◆ PASSAGE TO READ
%%

Photo Engineer
Subscriber
Patrick;
To start with, you have said you purify borax by making a saturated solution and decanting the concentrated supernatant. The impurities are concentrated (hopefully) in the solids at the bottom of the beaker. Well, in a later post, you remark on how your developers are often cloudy with an unfilterable suspension. This indicates a contradiction in that the impurities are still somehow present.
So, with a cloudy developer that is not filterable, how to test.....
First make a reference developer with known good chemicals and which does not form a cloudy solution, and run some exposed 35mm film through the clear good check develper. Now, mix up the same developer with borax that yields cloudy developer and develop identical exposures in this developer. The next step is to examine prints and photomicrographs of the two 35mm negatives side by side and look for particles trapped in the film processed in cloudy developer. This would be the first and easiest step.
Of course, pH measurements and titration curves of these developers or at least equimolar solutions of the borax would be useful as well. If the buffer capacity or pH is different between the two developers, then it becomes necessary to run sharpness and grain measurements as well. Of course, it would be nice to do them anyhow just for further verification.

%%

◆ DATASET CONTENT

%%

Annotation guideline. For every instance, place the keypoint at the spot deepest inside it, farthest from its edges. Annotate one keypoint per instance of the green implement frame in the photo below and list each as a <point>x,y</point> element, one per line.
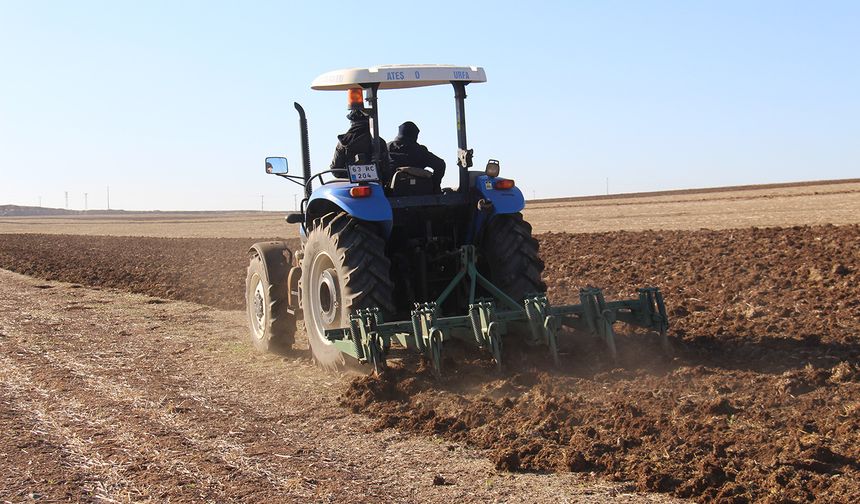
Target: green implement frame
<point>368,338</point>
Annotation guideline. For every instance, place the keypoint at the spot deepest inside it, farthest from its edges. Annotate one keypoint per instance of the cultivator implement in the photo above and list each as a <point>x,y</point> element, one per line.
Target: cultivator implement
<point>368,337</point>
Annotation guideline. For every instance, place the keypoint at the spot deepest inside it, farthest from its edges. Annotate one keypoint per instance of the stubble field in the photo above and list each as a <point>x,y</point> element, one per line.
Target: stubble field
<point>761,402</point>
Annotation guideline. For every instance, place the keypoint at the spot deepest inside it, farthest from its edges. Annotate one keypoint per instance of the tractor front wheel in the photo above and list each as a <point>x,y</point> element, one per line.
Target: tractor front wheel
<point>344,268</point>
<point>272,326</point>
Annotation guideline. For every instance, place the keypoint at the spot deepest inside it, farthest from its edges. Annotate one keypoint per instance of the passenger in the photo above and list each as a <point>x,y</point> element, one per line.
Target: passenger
<point>405,151</point>
<point>356,145</point>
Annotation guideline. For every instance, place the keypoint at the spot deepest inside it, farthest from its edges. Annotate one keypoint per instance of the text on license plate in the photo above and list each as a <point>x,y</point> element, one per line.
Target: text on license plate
<point>363,173</point>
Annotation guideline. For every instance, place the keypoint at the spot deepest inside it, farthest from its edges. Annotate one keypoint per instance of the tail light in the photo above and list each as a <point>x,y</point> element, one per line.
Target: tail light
<point>360,191</point>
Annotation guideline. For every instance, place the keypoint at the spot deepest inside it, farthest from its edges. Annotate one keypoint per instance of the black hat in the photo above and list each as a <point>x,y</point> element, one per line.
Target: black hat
<point>409,131</point>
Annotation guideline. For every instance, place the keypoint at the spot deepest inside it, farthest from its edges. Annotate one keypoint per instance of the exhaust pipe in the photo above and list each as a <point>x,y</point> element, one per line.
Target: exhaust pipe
<point>306,149</point>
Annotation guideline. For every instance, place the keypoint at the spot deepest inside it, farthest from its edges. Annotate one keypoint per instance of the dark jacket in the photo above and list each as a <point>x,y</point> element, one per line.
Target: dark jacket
<point>358,141</point>
<point>406,151</point>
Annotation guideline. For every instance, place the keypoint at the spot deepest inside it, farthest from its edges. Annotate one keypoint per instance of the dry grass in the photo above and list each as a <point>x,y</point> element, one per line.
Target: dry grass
<point>814,203</point>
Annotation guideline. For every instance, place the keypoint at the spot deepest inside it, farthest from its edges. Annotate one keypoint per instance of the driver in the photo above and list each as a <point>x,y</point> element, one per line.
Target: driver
<point>357,145</point>
<point>406,151</point>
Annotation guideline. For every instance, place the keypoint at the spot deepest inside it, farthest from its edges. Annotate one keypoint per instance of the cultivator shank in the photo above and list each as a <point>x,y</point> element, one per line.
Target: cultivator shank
<point>368,338</point>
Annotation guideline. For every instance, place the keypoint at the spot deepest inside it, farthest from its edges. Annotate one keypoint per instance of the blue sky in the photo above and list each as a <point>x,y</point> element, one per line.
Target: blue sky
<point>175,104</point>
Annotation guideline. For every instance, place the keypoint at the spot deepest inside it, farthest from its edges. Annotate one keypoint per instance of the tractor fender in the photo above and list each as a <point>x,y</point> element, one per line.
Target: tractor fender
<point>505,201</point>
<point>335,195</point>
<point>277,258</point>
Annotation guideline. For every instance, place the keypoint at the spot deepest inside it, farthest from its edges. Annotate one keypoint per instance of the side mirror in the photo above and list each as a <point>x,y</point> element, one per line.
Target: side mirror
<point>277,166</point>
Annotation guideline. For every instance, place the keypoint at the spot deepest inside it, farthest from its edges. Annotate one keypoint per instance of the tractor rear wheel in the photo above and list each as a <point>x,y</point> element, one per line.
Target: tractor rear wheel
<point>272,326</point>
<point>511,255</point>
<point>344,268</point>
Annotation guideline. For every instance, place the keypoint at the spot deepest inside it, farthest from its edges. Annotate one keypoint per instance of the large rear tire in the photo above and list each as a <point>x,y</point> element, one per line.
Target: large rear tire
<point>511,254</point>
<point>272,327</point>
<point>344,268</point>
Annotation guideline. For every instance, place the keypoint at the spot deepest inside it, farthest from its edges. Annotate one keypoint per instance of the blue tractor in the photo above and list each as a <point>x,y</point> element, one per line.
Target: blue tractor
<point>393,262</point>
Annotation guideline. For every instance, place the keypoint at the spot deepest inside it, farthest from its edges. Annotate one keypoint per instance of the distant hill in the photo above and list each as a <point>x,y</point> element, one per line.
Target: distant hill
<point>27,211</point>
<point>23,211</point>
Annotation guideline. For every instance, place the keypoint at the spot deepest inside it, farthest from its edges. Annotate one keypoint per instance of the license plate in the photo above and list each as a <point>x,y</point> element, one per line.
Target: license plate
<point>363,173</point>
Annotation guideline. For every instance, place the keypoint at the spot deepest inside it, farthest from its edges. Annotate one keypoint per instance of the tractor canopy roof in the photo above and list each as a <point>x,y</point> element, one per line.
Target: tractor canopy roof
<point>398,76</point>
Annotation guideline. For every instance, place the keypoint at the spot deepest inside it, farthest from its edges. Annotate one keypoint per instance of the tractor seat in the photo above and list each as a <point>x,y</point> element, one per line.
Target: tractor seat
<point>411,181</point>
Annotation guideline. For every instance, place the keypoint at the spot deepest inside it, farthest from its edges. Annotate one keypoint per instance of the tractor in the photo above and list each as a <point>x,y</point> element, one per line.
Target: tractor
<point>394,263</point>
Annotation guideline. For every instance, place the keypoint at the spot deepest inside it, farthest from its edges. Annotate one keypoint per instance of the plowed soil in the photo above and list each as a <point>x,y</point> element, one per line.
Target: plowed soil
<point>761,401</point>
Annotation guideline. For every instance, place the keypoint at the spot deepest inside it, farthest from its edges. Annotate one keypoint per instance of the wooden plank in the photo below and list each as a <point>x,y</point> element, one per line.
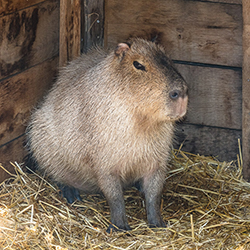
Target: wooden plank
<point>246,91</point>
<point>190,30</point>
<point>209,141</point>
<point>18,95</point>
<point>28,37</point>
<point>7,6</point>
<point>93,25</point>
<point>223,1</point>
<point>70,30</point>
<point>214,96</point>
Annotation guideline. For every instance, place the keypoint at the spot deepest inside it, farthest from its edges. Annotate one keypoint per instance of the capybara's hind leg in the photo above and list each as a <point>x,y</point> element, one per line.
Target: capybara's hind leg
<point>70,193</point>
<point>152,189</point>
<point>112,189</point>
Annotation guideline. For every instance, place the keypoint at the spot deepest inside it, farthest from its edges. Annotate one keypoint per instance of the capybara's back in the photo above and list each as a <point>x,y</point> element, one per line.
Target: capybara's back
<point>108,123</point>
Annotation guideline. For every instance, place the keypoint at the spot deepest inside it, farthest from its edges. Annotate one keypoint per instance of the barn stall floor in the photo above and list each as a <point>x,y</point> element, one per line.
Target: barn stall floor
<point>205,204</point>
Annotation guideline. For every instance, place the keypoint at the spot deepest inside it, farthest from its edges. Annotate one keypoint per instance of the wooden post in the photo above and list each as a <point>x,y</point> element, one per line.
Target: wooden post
<point>93,24</point>
<point>70,30</point>
<point>246,90</point>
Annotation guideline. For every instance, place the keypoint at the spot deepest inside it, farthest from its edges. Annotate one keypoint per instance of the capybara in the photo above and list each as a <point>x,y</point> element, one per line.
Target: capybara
<point>108,123</point>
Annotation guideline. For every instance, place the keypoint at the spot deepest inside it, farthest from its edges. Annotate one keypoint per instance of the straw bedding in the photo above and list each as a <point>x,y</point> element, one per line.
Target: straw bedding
<point>205,204</point>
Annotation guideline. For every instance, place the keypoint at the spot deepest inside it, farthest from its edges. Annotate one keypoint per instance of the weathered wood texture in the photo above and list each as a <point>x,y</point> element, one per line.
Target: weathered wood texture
<point>18,95</point>
<point>28,37</point>
<point>194,31</point>
<point>92,24</point>
<point>246,90</point>
<point>28,65</point>
<point>223,1</point>
<point>214,96</point>
<point>209,141</point>
<point>70,30</point>
<point>7,6</point>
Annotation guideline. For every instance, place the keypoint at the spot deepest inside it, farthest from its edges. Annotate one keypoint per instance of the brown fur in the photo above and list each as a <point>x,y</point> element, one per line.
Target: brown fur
<point>106,121</point>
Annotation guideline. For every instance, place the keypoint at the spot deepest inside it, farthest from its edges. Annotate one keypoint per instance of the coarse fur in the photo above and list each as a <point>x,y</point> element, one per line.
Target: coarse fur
<point>108,122</point>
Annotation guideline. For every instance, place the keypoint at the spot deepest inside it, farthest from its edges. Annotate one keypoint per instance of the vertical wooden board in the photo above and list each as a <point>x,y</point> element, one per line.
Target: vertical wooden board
<point>18,95</point>
<point>190,30</point>
<point>28,37</point>
<point>7,6</point>
<point>246,90</point>
<point>208,141</point>
<point>93,25</point>
<point>215,96</point>
<point>70,30</point>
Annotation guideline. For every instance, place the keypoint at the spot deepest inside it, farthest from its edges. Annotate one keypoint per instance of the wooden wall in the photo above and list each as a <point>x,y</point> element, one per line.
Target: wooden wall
<point>29,36</point>
<point>204,38</point>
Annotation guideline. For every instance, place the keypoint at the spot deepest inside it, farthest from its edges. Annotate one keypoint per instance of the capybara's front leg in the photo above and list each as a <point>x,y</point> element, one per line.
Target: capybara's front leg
<point>152,187</point>
<point>112,189</point>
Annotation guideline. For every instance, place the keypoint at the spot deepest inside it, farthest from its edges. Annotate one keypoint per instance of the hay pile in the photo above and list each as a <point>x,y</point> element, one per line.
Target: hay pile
<point>205,203</point>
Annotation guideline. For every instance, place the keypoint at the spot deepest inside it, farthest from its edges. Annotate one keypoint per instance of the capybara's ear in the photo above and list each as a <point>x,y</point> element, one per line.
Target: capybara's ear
<point>121,49</point>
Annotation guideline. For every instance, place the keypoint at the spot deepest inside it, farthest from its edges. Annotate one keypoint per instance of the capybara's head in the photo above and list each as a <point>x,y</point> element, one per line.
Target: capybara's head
<point>149,75</point>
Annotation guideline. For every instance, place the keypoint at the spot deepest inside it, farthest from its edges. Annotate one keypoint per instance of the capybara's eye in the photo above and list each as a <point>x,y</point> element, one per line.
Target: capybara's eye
<point>139,66</point>
<point>174,94</point>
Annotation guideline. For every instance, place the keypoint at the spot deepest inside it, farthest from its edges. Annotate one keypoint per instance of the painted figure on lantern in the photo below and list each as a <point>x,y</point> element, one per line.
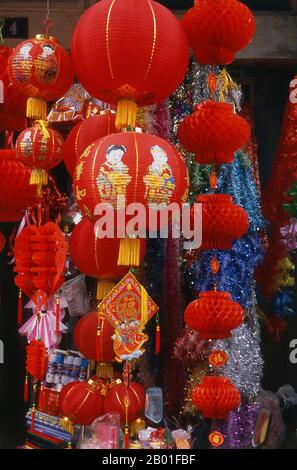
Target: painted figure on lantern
<point>159,181</point>
<point>113,177</point>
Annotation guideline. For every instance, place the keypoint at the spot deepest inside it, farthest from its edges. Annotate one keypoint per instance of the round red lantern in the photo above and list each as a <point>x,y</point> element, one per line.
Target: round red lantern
<point>16,192</point>
<point>218,29</point>
<point>214,315</point>
<point>85,337</point>
<point>133,397</point>
<point>41,149</point>
<point>222,221</point>
<point>42,70</point>
<point>214,132</point>
<point>83,402</point>
<point>84,134</point>
<point>215,397</point>
<point>133,52</point>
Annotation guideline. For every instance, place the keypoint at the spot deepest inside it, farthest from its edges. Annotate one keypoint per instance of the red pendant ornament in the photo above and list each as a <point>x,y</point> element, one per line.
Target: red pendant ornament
<point>41,149</point>
<point>85,337</point>
<point>215,397</point>
<point>218,29</point>
<point>214,315</point>
<point>41,69</point>
<point>214,132</point>
<point>138,48</point>
<point>83,402</point>
<point>222,221</point>
<point>122,398</point>
<point>84,134</point>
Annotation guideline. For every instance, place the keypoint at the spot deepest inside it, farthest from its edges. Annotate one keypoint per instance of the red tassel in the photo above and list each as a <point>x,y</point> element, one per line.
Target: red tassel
<point>26,389</point>
<point>57,315</point>
<point>20,308</point>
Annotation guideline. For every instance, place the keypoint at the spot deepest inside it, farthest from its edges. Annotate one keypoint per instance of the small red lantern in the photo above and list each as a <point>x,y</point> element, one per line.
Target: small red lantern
<point>133,45</point>
<point>222,221</point>
<point>218,29</point>
<point>41,149</point>
<point>215,397</point>
<point>83,402</point>
<point>42,70</point>
<point>214,315</point>
<point>92,337</point>
<point>214,132</point>
<point>84,134</point>
<point>126,400</point>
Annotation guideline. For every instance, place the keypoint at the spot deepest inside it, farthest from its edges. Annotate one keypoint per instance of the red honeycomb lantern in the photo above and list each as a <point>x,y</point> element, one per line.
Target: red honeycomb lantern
<point>83,402</point>
<point>41,149</point>
<point>215,397</point>
<point>84,134</point>
<point>214,132</point>
<point>214,315</point>
<point>218,29</point>
<point>122,51</point>
<point>86,341</point>
<point>119,394</point>
<point>42,70</point>
<point>222,221</point>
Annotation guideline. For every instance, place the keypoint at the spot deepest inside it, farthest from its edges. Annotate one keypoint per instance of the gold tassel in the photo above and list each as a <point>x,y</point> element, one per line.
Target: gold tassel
<point>104,286</point>
<point>36,108</point>
<point>126,114</point>
<point>129,252</point>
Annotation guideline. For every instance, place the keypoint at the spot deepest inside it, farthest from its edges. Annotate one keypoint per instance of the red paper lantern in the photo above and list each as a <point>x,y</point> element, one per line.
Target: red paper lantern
<point>13,107</point>
<point>214,315</point>
<point>85,338</point>
<point>218,29</point>
<point>137,167</point>
<point>83,402</point>
<point>42,70</point>
<point>84,134</point>
<point>214,132</point>
<point>215,397</point>
<point>88,253</point>
<point>134,51</point>
<point>222,221</point>
<point>41,149</point>
<point>16,192</point>
<point>119,394</point>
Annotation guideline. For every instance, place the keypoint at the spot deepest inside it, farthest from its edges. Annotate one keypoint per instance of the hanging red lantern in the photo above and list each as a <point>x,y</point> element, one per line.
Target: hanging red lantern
<point>83,402</point>
<point>42,70</point>
<point>125,399</point>
<point>41,149</point>
<point>222,221</point>
<point>218,29</point>
<point>214,132</point>
<point>13,105</point>
<point>87,329</point>
<point>84,134</point>
<point>215,397</point>
<point>214,315</point>
<point>134,44</point>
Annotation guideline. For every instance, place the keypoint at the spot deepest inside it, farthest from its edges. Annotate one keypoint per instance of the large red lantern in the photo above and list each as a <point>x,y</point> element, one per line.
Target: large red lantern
<point>214,315</point>
<point>83,402</point>
<point>42,70</point>
<point>214,132</point>
<point>222,221</point>
<point>94,346</point>
<point>215,397</point>
<point>84,134</point>
<point>126,400</point>
<point>41,149</point>
<point>133,52</point>
<point>218,29</point>
<point>16,192</point>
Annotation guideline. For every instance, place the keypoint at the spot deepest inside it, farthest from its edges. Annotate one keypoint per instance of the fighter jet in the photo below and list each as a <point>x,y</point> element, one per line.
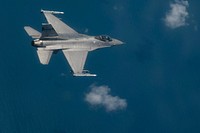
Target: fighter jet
<point>58,36</point>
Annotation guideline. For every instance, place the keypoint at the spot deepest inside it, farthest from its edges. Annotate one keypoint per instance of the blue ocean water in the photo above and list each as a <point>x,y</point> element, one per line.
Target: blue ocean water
<point>156,71</point>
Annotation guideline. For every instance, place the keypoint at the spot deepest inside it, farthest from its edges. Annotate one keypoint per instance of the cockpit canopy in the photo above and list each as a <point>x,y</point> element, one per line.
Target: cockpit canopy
<point>104,38</point>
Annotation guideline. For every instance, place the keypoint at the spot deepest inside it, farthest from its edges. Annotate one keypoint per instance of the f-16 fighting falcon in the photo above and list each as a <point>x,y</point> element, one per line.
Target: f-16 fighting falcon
<point>57,36</point>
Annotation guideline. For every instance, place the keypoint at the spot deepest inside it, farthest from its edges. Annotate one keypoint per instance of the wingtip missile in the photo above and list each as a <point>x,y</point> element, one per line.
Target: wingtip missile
<point>52,12</point>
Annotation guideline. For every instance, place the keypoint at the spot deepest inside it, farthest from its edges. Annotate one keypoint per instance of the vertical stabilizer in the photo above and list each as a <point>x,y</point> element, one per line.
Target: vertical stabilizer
<point>32,32</point>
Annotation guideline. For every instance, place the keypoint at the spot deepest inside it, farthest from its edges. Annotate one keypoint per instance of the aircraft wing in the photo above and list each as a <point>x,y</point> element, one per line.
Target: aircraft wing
<point>48,31</point>
<point>60,27</point>
<point>76,60</point>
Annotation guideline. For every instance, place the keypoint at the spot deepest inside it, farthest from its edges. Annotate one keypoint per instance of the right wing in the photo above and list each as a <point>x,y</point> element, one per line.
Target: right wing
<point>60,27</point>
<point>44,56</point>
<point>76,60</point>
<point>48,31</point>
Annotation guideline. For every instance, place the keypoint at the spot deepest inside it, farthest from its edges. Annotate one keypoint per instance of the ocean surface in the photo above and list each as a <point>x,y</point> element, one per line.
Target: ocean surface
<point>157,71</point>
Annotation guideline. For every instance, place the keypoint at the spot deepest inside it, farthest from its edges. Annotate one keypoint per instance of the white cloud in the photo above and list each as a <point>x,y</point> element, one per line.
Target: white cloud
<point>176,17</point>
<point>99,96</point>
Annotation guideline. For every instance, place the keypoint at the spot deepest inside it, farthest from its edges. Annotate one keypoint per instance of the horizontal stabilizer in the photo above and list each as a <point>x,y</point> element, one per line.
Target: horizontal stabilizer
<point>52,12</point>
<point>44,56</point>
<point>32,32</point>
<point>84,75</point>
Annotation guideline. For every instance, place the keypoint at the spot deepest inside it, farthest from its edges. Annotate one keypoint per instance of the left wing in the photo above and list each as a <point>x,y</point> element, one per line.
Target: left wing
<point>76,60</point>
<point>60,27</point>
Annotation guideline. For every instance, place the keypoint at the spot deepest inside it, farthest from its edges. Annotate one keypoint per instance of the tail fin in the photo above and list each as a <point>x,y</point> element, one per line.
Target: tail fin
<point>44,56</point>
<point>32,32</point>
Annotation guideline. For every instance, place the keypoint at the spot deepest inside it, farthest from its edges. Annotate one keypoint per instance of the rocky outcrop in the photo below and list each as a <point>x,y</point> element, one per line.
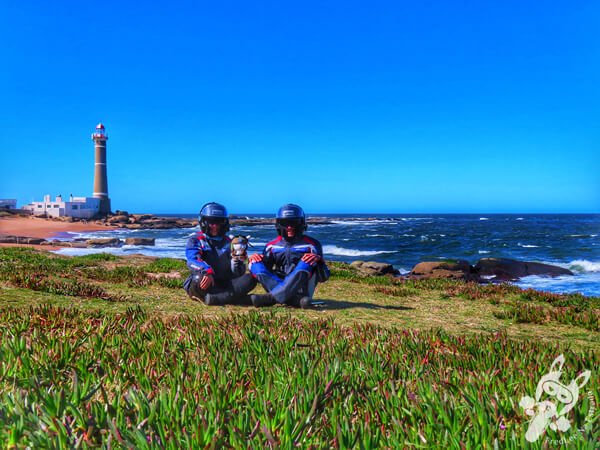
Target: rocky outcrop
<point>511,269</point>
<point>373,268</point>
<point>10,239</point>
<point>117,219</point>
<point>104,242</point>
<point>454,269</point>
<point>140,241</point>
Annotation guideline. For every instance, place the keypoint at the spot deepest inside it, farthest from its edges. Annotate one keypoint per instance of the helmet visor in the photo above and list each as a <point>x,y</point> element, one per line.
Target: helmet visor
<point>215,220</point>
<point>290,222</point>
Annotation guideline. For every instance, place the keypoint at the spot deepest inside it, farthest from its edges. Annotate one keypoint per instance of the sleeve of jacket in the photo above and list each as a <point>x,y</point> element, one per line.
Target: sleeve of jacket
<point>193,255</point>
<point>238,267</point>
<point>268,258</point>
<point>323,272</point>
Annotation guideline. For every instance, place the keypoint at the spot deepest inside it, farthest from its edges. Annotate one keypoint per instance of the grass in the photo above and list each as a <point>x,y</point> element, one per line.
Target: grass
<point>98,351</point>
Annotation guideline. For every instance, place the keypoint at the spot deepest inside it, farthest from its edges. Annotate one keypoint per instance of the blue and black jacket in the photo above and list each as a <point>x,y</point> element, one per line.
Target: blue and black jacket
<point>282,256</point>
<point>212,256</point>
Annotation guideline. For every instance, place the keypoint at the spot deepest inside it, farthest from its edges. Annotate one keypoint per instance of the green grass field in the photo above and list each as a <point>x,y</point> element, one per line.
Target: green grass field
<point>100,351</point>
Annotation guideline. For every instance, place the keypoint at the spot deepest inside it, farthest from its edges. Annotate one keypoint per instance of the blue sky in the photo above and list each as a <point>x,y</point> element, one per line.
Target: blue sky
<point>391,107</point>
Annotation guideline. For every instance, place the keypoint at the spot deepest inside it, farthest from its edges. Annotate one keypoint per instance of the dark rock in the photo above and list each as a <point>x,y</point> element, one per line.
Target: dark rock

%%

◆ WORK REQUIRED
In the forum reply about purifying borax above, why does the writer see a contradiction between the purification method and the cloudy developers?

◆ EXERCISE OUTPUT
The method was meant to leave the impurities in the solids at the bottom of the beaker, with only the concentrated supernatant decanted for use. Because the developers made with this borax are still cloudy with an unfilterable suspension, the impurities must somehow still be present.